** WHAT YOU WILL DO **
An exact transcription of all the entries is needed; pictures stay out.

**** EXERCISE INPUTS ****

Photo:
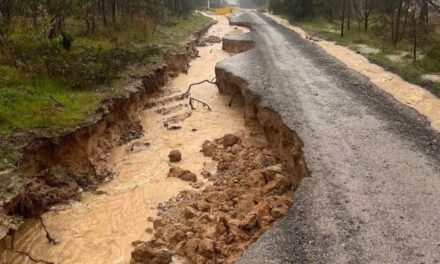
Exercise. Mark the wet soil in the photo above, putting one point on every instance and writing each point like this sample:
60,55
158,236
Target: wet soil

****

** EXERCISE OUTPUT **
Photo:
Exercise. Mark the wet soil in the photo above, putting one point on every instance and writing each point like this sample:
60,55
158,236
Target: wet soil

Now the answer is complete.